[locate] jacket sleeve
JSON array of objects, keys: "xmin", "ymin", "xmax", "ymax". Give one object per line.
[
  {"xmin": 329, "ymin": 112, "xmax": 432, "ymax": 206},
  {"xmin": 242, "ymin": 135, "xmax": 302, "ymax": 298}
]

━━━━━━━━━━━━━━━━━━━━━━━━━━━━━━

### Work to complete
Reproduce the records above line for line, without changing anything.

### Full output
[locate] jacket sleeve
JSON array of objects, keys: "xmin", "ymin", "xmax", "ymax". Give one object per line.
[
  {"xmin": 329, "ymin": 112, "xmax": 432, "ymax": 206},
  {"xmin": 242, "ymin": 135, "xmax": 302, "ymax": 298}
]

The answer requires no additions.